Cartes Postales from Greece is published on September 22.
My love for Greece began as a holiday romance nearly 40 years ago. I was a teenager and landed in Athens one blisteringly hot day in August with my mother and sister. It was only my second time out of England.
In spite of the dust, chaos, traffic and signs in a language and alphabet I didn’t understand, I was immediately enchanted. Perhaps it was the brilliance of the blue sky and the dazzling pale stones of the Acropolis, or simply the sight of swallows dipping and diving in the all-embracing warmth of our first evening there.
The charm that held me in its spell intensified when we sailed to one of the Cycladic islands. Paros, with its narrow streets of whitewashed buildings and bright splashes of bougainvillea, seemed a paradise. (Admittedly, the only real thing I had to compare it with was Bognor Regis.) We spent the day swimming in the crystal-clear sea and collecting tiny shells that were scattered across the pale sand. In the evening, we sat in waterfront tavernas, where dark-eyed waiters served generous slices of moussaka, fresh feta, sweet crimson tomatoes and huge smiles of watermelon. I had my first taste of Greek yoghurt.
It was thick and white, like cream. There was nothing like it in an English supermarket in those days.
Since then, I have travelled to Greece a hundred times or more. Turkey came later: I’ve taken a month-long overland trip in a minivan, crossing the plains of Anatolia. I’ve jumped off Mount Babadag to paraglide for an hour at 3,000ft, spying turtles in the sea below. And Istanbul is one of the most thrilling cities in the world. The restaurant bill in Turkey always comes as a pleasant surprise, too.
For me, however, if it were a choice, it would be Greece every time. I struggle to say whether I prefer the islands or the mainland. A particular city or a village? What do I love most? Is it the landscape or its ancient culture? The beaches or the mountains? The food? The climate? The people? It’s no single one of those. They are simply inseparable.
As a student, I travelled around the mainland on buses and slept rough on beaches. In between then and now, there were years of holidays in resort hotels, which were reliable and safe options for our small children. There have also been mid-range villas on the islands and mainland, and, most recently, a short stay at the Amanzoe, in the Peloponnese, which cost a staggering £750 a night.
It’s tempting to fly to Athens, then get a ferry straight out to the islands — but it would be madness not to make the hot climb up to the Parthenon and follow this with a visit to the cool spaces of the Acropolis Museum below. The milling crowds of young Athenians queuing for tables at Monastiraki, near the flea market, make the economic crisis seem far away. Likewise Thessaloniki, Greece’s second city, which got so far under my skin, I set a novel there.
When I look at the list of 20 islands I have stayed on, the astonishing truth is that no two are the same: volcanic, otherworldly Santorini; lush Corfu; sweet-smelling, pine-covered Spetses; quiet, car-free Hydra; rugged Cephalonia; peaceful, spiritual Patmos.
I have the biggest space in my heart, however, for Crete. A few years ago, we bought a house there. Everyone said this was insane, and it was, given that the Greek economy was sliding to the edge of an abyss. But there have been no regrets. The island has everything: mountains, gorges, plateaus, beaches, ancient palaces, Venetian harbours and dozens of small towns and villages that still hold fast to a way of life that has never changed. A plate of fresh sardines served by the water in Moxlos, eastern Crete, is the definition of simplicity and perfection. Summer days here comprise little but swimming, eating, reading and backgammon, with night-times often spent watching stars shoot across the sky. After all these years, I feel I have only just begun. There are so many islands I have yet to visit (Skiathos is on my list this summer), walks to be done, seas to be swum, museums to be visited. My appetite for Greece will never be sated.

# Data to examine:
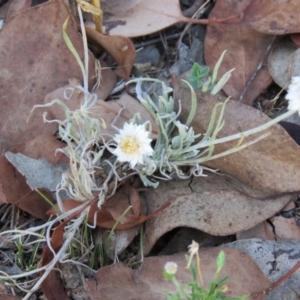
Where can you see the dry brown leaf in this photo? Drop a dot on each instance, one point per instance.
(282, 63)
(272, 164)
(245, 50)
(216, 204)
(273, 16)
(262, 230)
(120, 48)
(133, 18)
(147, 282)
(17, 6)
(15, 190)
(43, 64)
(102, 110)
(296, 38)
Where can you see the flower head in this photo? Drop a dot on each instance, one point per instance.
(133, 144)
(193, 250)
(171, 268)
(293, 94)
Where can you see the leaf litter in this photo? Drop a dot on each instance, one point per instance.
(214, 205)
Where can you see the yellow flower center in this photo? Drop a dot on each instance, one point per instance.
(129, 145)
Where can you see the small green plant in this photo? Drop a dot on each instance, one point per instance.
(196, 290)
(199, 79)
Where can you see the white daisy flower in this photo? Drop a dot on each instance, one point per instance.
(293, 94)
(133, 144)
(171, 268)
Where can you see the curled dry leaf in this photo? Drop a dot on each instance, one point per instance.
(148, 283)
(282, 62)
(216, 204)
(42, 146)
(141, 17)
(44, 64)
(120, 48)
(272, 164)
(52, 286)
(245, 50)
(273, 16)
(111, 211)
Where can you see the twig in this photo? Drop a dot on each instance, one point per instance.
(258, 68)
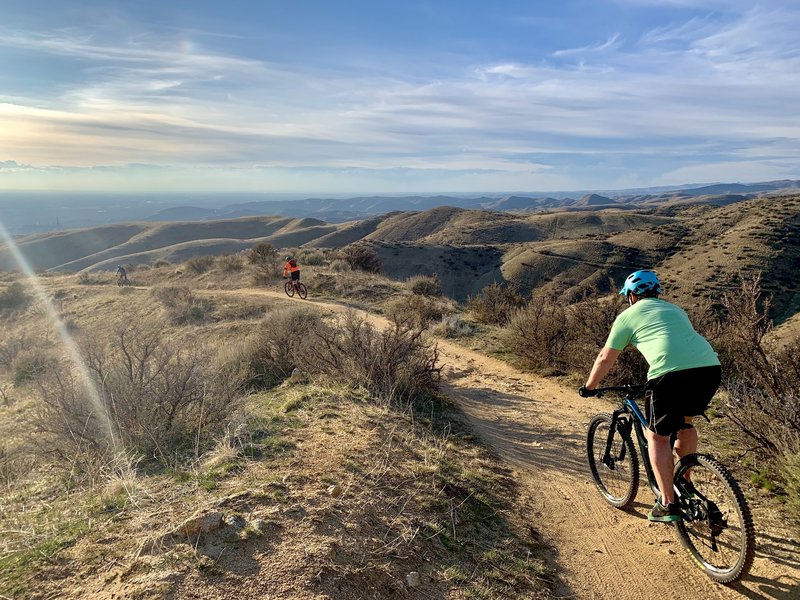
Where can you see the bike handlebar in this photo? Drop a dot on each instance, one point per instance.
(626, 389)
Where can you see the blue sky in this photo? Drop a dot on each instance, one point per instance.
(377, 96)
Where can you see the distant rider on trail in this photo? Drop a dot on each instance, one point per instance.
(290, 266)
(683, 376)
(122, 275)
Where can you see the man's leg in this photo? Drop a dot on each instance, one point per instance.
(661, 459)
(687, 440)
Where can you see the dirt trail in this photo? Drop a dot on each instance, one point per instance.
(539, 428)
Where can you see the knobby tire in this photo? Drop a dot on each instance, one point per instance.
(719, 535)
(618, 482)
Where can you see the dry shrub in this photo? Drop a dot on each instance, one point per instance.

# Instructions for the task:
Copy the Greece piece, beginning at "For me, however, if" and stopping after "are simply inseparable.". Swap in "the scenery" wherever "the landscape" appears. The rows have no connection to the Greece piece.

# Result:
For me, however, if it were a choice, it would be Greece every time. I struggle to say whether I prefer the islands or the mainland. A particular city or a village? What do I love most? Is it the scenery or its ancient culture? The beaches or the mountains? The food? The climate? The people? It’s no single one of those. They are simply inseparable.